> **DIRECTIONS**
1. In the text about Apple's Dashboard, where were Dashboard's files placed?
2. Carry on the piece about Apple's Dashboard from its final sentence.

> **TEXT EXTRACT**
— start —
Since its inception, Dashboard has been a security nightmare. For starters, its implementation was approximate at best, placing files in hidden folders and providing no easy un-installers. Of course, to us “geeks”, the files are easy to find but one has to keep in mind most users have no idea what the “Library” folders are for. Then, there were these questions about being allowed to override Apple widgets, the difficulty of knowing what, exactly was installed and the auto-install feature that surprised many a user. Sure, there were technical explanations for all these faults and sure they were corrected but still, one should not have unleashed a whole new layer of what, basically are full-featured applications, all the while implying they are fun and harmless. It was a bad decision from the start, if Apple has ever made one.

Funnily enough, I know of no people using Dashboard. Downloading and installing widgets like there is no tomorrow? Yes. The interfaces are lickable and many of them provide fun or marginally useful features that are tempting at first. Yet, the slow loading times, lack of integration with the rest of the operating system and awkward interface (see above) mean many people who praise Dashboard simply never use it. (And yes, I am sure millions of people around the world do use Dashboard for real on a daily basis too, I just don’t happen to know any of them.)
— end —
> **INFORMATION PROVIDED**
— start —
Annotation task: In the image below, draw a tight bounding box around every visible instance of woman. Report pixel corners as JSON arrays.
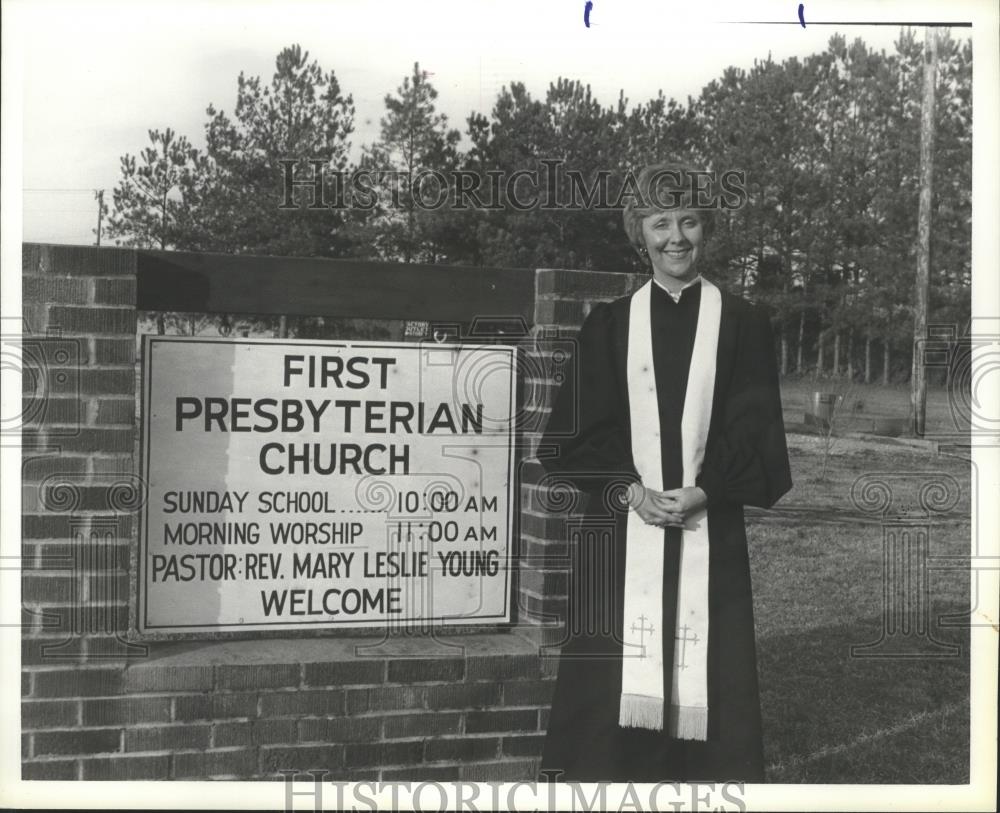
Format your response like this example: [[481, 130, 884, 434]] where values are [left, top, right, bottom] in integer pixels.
[[539, 164, 791, 782]]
— end —
> **ANSWERS TO THE EXERCISE**
1. In hidden folders.

2.
Is it time to retire Dashboard? My personal incline would be to say yes, at least in its current form. Obviously, Dashboard is here to stay and Apple will not pull one of the operating system’s major features a year after its release (look at Sherlock, it is still here*). Yet, Dashboard, despite its marginal added benefit, has been at the heart of countless issues, confusions and controversies. The idea is interesting but it has just been made into something it is not and that is the saddest part of it all.

As many users of the community have pointed out, Apple could hire a small (large? huge?) team and have a similar system in place for every application on the platform. .Mac Virex anyone?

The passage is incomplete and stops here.